Please return the data word for word and leave out any picture it contains.

Excerpts from a dataset:
§ §
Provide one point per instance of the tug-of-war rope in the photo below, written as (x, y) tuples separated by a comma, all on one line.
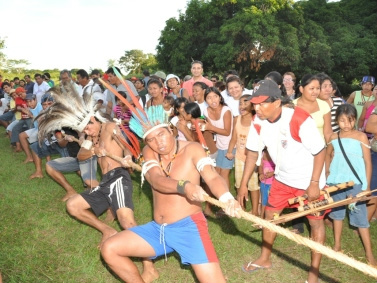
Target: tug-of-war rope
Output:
[(365, 268)]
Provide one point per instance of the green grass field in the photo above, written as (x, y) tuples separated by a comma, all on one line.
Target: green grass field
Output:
[(40, 242)]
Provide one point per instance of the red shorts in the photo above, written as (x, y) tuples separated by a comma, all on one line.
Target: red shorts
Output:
[(280, 194)]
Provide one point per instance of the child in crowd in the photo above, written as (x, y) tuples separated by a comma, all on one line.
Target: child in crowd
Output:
[(368, 108), (266, 176), (17, 114), (31, 135), (178, 123), (355, 157), (192, 113), (234, 86), (241, 129), (198, 90), (26, 118), (168, 104), (121, 111)]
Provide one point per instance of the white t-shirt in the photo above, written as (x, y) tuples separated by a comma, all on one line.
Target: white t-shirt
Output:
[(40, 90), (203, 106), (234, 105), (293, 159)]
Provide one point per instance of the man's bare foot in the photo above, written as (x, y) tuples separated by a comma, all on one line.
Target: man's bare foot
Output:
[(337, 249), (150, 275), (256, 265), (68, 195), (109, 217), (36, 175), (28, 160), (329, 223), (107, 234)]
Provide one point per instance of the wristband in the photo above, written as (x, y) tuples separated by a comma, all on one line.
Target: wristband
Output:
[(181, 186), (225, 197)]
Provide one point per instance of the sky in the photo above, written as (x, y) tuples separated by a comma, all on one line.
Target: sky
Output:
[(67, 34)]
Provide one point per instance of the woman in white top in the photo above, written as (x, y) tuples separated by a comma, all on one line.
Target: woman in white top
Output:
[(219, 122)]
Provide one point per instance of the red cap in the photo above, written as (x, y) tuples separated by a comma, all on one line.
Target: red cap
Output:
[(259, 99), (105, 77), (20, 89)]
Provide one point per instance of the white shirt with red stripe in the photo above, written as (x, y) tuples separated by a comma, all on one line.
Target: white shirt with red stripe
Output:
[(292, 142)]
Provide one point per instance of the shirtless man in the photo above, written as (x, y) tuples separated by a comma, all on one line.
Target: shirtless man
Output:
[(115, 189), (173, 169)]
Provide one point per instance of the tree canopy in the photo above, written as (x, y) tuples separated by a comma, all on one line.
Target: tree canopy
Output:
[(11, 65), (255, 37)]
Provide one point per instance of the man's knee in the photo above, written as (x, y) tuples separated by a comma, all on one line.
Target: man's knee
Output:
[(74, 205), (126, 217), (108, 250)]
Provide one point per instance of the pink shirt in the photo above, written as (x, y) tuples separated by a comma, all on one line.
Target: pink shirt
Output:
[(189, 84)]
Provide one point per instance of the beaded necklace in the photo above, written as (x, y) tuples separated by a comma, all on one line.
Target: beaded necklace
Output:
[(98, 137), (168, 167)]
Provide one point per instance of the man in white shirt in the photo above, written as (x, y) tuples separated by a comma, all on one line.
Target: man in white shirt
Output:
[(197, 76), (40, 87), (115, 81), (297, 149), (66, 78), (88, 86)]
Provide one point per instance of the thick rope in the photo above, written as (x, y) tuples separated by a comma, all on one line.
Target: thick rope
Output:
[(365, 268)]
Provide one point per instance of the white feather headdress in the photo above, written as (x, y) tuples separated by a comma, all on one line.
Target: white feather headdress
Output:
[(69, 110)]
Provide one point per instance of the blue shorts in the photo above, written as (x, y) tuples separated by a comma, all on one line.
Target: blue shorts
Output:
[(358, 216), (189, 237), (87, 168), (373, 181), (222, 161), (43, 150), (265, 191)]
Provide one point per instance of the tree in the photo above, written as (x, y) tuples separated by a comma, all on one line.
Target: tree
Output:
[(11, 65), (135, 61)]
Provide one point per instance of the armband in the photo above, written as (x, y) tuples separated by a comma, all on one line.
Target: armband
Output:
[(225, 197), (181, 186)]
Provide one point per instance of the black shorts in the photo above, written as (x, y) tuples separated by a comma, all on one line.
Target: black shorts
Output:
[(115, 191)]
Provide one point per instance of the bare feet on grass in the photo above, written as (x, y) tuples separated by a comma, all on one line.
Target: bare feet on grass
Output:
[(68, 195), (150, 275), (28, 160), (36, 175)]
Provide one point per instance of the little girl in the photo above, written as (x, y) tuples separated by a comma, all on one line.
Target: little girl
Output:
[(181, 132), (234, 87), (357, 149), (168, 104), (241, 129), (266, 176), (121, 111)]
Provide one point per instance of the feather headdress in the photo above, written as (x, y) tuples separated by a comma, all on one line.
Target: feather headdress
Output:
[(69, 110), (142, 123)]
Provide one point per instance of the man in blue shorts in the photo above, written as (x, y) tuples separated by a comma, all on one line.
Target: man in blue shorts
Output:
[(173, 168)]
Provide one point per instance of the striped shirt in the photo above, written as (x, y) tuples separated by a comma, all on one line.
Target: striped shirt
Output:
[(337, 101)]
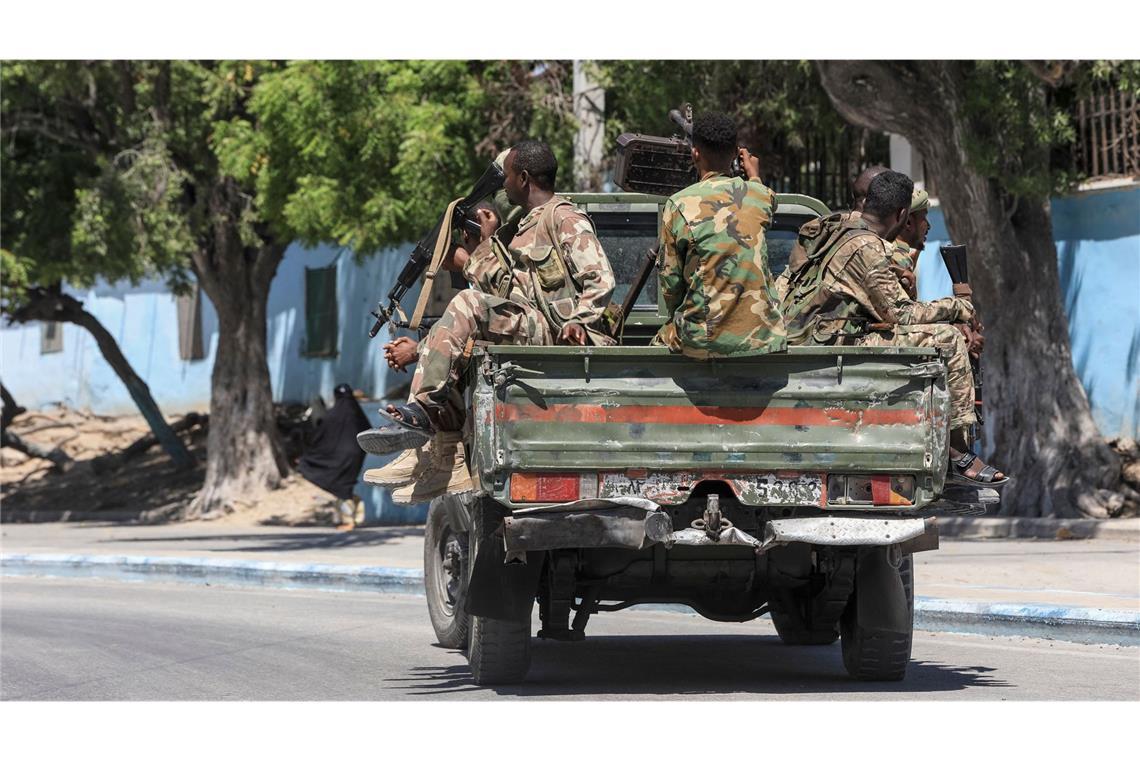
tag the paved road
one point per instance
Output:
(87, 639)
(1091, 573)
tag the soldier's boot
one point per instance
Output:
(405, 468)
(446, 473)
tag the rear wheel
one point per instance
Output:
(499, 651)
(445, 577)
(871, 653)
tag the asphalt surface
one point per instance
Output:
(1088, 573)
(88, 639)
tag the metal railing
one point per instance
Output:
(1108, 135)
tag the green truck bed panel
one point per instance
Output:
(807, 410)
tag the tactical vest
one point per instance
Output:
(808, 316)
(550, 272)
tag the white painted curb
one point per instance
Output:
(1082, 624)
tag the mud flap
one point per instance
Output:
(498, 589)
(879, 593)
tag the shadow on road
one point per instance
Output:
(294, 540)
(687, 665)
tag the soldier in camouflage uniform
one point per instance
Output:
(860, 186)
(846, 293)
(551, 284)
(713, 258)
(906, 246)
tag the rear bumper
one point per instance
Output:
(635, 523)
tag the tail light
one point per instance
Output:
(553, 487)
(874, 490)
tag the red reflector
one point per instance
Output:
(558, 488)
(532, 487)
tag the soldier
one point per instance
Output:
(812, 229)
(552, 284)
(440, 466)
(906, 246)
(845, 293)
(713, 258)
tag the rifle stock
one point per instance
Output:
(490, 181)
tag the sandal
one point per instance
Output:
(409, 427)
(984, 477)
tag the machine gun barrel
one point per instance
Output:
(490, 181)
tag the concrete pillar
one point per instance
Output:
(588, 144)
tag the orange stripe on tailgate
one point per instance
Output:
(676, 415)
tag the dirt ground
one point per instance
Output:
(146, 489)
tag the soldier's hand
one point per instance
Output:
(908, 279)
(750, 163)
(457, 256)
(488, 222)
(401, 352)
(573, 334)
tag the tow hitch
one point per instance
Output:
(713, 522)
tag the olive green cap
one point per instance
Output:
(920, 201)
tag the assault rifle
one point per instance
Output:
(463, 218)
(954, 258)
(660, 165)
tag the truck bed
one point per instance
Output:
(645, 418)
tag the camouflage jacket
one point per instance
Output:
(713, 263)
(846, 288)
(553, 262)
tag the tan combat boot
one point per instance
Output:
(447, 473)
(405, 468)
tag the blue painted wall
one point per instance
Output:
(1098, 238)
(144, 320)
(1098, 248)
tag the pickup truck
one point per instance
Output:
(796, 484)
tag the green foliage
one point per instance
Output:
(1012, 127)
(366, 154)
(1020, 117)
(110, 165)
(774, 101)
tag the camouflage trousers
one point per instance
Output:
(959, 376)
(471, 315)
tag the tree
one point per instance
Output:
(987, 131)
(49, 170)
(782, 114)
(212, 169)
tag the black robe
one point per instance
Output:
(333, 459)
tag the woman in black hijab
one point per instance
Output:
(333, 460)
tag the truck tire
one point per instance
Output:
(446, 575)
(874, 654)
(499, 651)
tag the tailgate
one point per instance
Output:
(642, 411)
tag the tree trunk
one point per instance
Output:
(49, 304)
(1039, 425)
(244, 451)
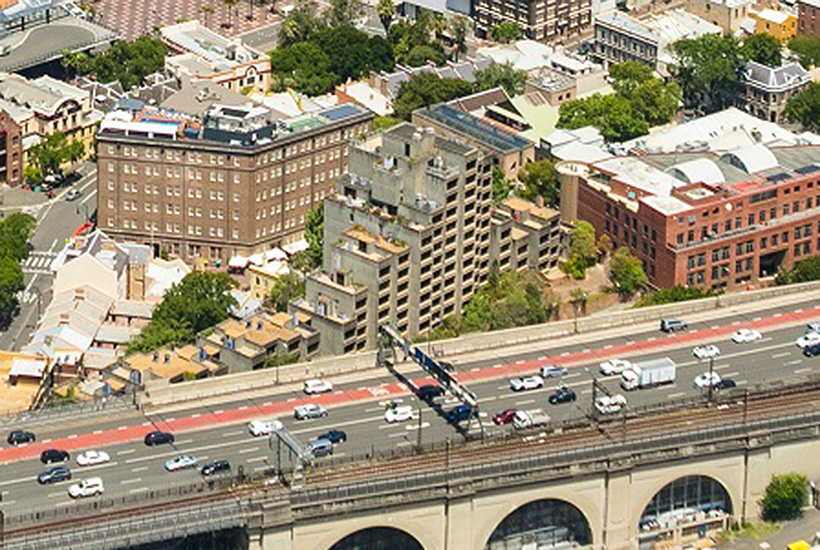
§ §
→ Answer to the exercise:
Provide one point per instance of the tug-of-war rope in the photo below, written as (x, y) tuples separated by a comma, all on one line.
Target: tug-of-war rope
Output:
[(365, 268)]
Provide one point per instance of the green grass field in the photo above, written as (x, y) tuples separated by a comma, all on one line.
Target: green grass field
Output:
[(40, 242)]
Provide one point per instance of the red shorts in the photo above, written as (x, y) tuples separated by a comma, all on one line.
Target: red shorts
Output:
[(280, 194)]
Provide one point per instance of the child in crowd in the photo above, written as (x, y) tuples separated by a comma, all on one line.
Target: child in crowd
Output:
[(368, 108), (266, 176), (17, 114), (31, 135), (178, 123), (355, 157), (192, 113), (234, 86), (241, 129), (198, 90), (26, 118), (168, 104), (121, 111)]
Provide one point per instance of the white t-shirt in the photo above, written as (x, y) tuples separated by a comma, all on one line.
Target: white t-shirt
Output:
[(40, 90), (203, 106), (234, 105), (293, 159)]
Provide one point per instance of the man's bare foot in the photo above, written as (x, y) tuples separated by a comma, all on one line.
Target: man's bare foot
Output:
[(337, 249), (150, 275), (256, 265), (68, 195), (109, 217), (36, 175), (28, 160), (329, 223), (107, 234)]
Provide one point per instance of the wristband in the photo above, written as (x, y) tuples separated by a comma, all on one line.
Target: wristband
Output:
[(181, 186), (225, 197)]
Provide one point per instance of the sky in the photo above, written as (x, y) tuples separated by a comma, all on one line.
Target: sky
Output:
[(67, 34)]
Provide one point per instance of the woman in white top in the photo above, written as (x, y) tuples separated by a comma, all on one line.
Target: woman in white top
Output:
[(219, 122)]
Provide one point per instance of the red cap in the photo above, written as (x, y) tuples separated by a comma, all on one line.
Target: red cap
Output:
[(259, 99), (105, 77), (20, 89)]
Provide one point per instance of the white shirt with red stripe in the photo above, written as (x, y) tuples separated by a comma, all on one line.
Target: white shirt with red stripe
Output:
[(292, 142)]
Provide one point per instance of the shirtless man in the photo above, written as (x, y) tuples separated by a comma, all on one line.
Target: shirtless man
Output:
[(115, 189), (173, 169)]
Provide one point per instance of the tree canopy in the photo above, written as (x, y) tuples separated by a comma, all on one line.
Target: tree canopy
Output:
[(11, 65), (255, 37)]
Provide one point per instance of the man's knee in the photo above, written as (x, y) tuples separated by a comma, all on one line.
Target: man's knee
Output:
[(74, 205), (126, 217), (108, 250)]
Provide one point per instance of the pink shirt in the photo above, written as (x, y) tuples separated by a comma, all on one line.
Target: pink shirt
Output:
[(189, 84)]
Provide one point per instance of the beaded necklace in the photo above, written as (x, y) tuples separated by a comma, all on one line.
Target: beaded necklace
Output:
[(98, 137), (168, 167)]
Provide one point per instance of the man in white shirt in the photo above, written as (x, y) tuples separated by a comma, all on one line.
Target: man in white shirt
Output:
[(197, 76), (40, 87), (115, 81), (297, 149), (66, 78), (88, 86)]
Provide one point per instance of the thick rope in the photo above, written as (x, y) tuples separated by a comma, all on one line.
Target: thick rope
Output:
[(365, 268)]
Provide one point per instance of the white feather headdress in the photo above, written as (x, y) tuples separated by a comma, all on one line.
Target: white feather headdress
Output:
[(69, 110)]
Provide one point per instance of the blue shorts in the photo above, written as (x, y) tuples separated by a comma, all on one line.
Target: blue shorts
Output:
[(358, 216), (189, 237), (87, 168), (373, 181), (222, 161), (43, 150), (265, 191)]
Provide one point per instance of the tree in the photo above, written as (x, y) tuples separated by a comma, all on one line.
Target: tree
Output:
[(11, 65), (135, 61)]
Provide one point per instance of the armband in the photo above, written as (x, y) tuples separated by a comma, all on one line.
Target: armband
Output:
[(225, 197), (181, 186)]
Provide one point per instance of the black shorts in the photo above, written as (x, y) tuples separated by a comma, all on one line.
Target: black shorts
Output:
[(115, 191)]
Provide one point per instance of the bare feet on grass in the photo above, written as (x, y) tuples separated by a comma, all on one line.
Target: bare feet on grass
Output:
[(68, 195), (150, 275), (28, 160), (36, 175)]
Provide one point per instance of the little girl in the photo above, written as (x, y) tuples separated by a comma, all on one line.
Target: little girl
Output:
[(181, 132), (234, 87), (357, 149), (168, 104), (241, 129), (266, 176), (121, 111)]
Provide one point per instance of the feather headdress in the photo above, written as (x, y) tuples separated by a comma, all on one line.
Target: feather headdress
Output:
[(69, 110), (142, 123)]
Provide one point per instance of the man in blue shorts in the photo above, written as (x, y) tuples separated by a comma, all on one line.
Target: man in blue shorts
Output:
[(173, 168)]
Provide one point per instance of the striped shirt in the photo above, written as (x, y) tuples separated by a comma, all on one line.
Target: striped shirt
Output:
[(337, 101)]
tag the paved road
one point per instance
Output:
(87, 639)
(1091, 573)
tag the soldier's boot
one point per instance
Output:
(405, 468)
(446, 473)
tag the rear wheel
one point per instance
Output:
(499, 651)
(445, 577)
(871, 653)
tag the asphalt surface
one point per instance
Output:
(1088, 573)
(88, 639)
tag the metal railing
one point per instance
Output:
(1108, 135)
tag the green truck bed panel
one point per instance
Output:
(807, 410)
tag the tactical vest
one point per instance
Output:
(808, 316)
(550, 272)
tag the white painted curb
one point per instance
Output:
(1082, 624)
tag the mud flap
one point per instance
Output:
(498, 589)
(879, 593)
tag the shadow on road
one point per instance
Output:
(294, 540)
(687, 665)
tag the soldier in camouflage uniform
one point per instance
Output:
(860, 186)
(846, 293)
(551, 284)
(713, 258)
(906, 246)
tag the rear bumper
one point per instance
Output:
(635, 523)
tag the tail light
one point per instance
Output:
(553, 487)
(874, 490)
tag the red reflector
one point per instance
Output:
(558, 488)
(532, 487)
tag the soldier
one point per instance
Output:
(812, 229)
(552, 284)
(440, 466)
(906, 246)
(845, 293)
(713, 258)
tag the rifle stock
one point per instance
Output:
(490, 181)
tag the sandal
one point per instance
Output:
(409, 427)
(984, 477)
tag the machine gun barrel
one point per instance
Output:
(490, 181)
tag the concrete pillar
one point per instance
Output:
(588, 144)
tag the orange stripe on tailgate
one point per instance
Output:
(676, 415)
tag the dirt ground
one point per instance
Output:
(146, 489)
tag the soldier's hand
one point per instance
Output:
(908, 279)
(750, 163)
(457, 256)
(488, 222)
(401, 352)
(573, 334)
tag the tow hitch
one point per instance
Output:
(713, 522)
tag the olive green cap
one point per instance
Output:
(920, 201)
tag the assault rifle
one point per instance
Output:
(463, 218)
(954, 258)
(660, 165)
tag the truck bed
one point per instance
Output:
(645, 418)
tag the camouflage jacket
one point per instance
Output:
(713, 263)
(846, 288)
(553, 262)
tag the tan combat boot
one point per instance
Output:
(447, 473)
(405, 468)
tag the blue painted wall
one point per instance
Output:
(1098, 238)
(144, 320)
(1098, 248)
tag the pickup truck
one point per instance
Output:
(796, 484)
tag the green foliage
one point per instance
Output:
(1012, 127)
(366, 154)
(1020, 117)
(110, 165)
(774, 101)
tag the camouflage trousers
one point per instance
Output:
(959, 376)
(471, 315)
tag the tree
one point per instance
Output:
(987, 131)
(49, 170)
(782, 114)
(212, 169)
tag the black robe
one point per instance
Output:
(333, 459)
tag the woman in black hijab
one point per instance
Output:
(333, 460)
tag the truck tire
one point per instance
Output:
(446, 575)
(874, 654)
(499, 651)
tag the tailgate
one point per instance
Output:
(642, 411)
tag the tree trunk
one point per instance
Output:
(49, 304)
(1039, 425)
(244, 451)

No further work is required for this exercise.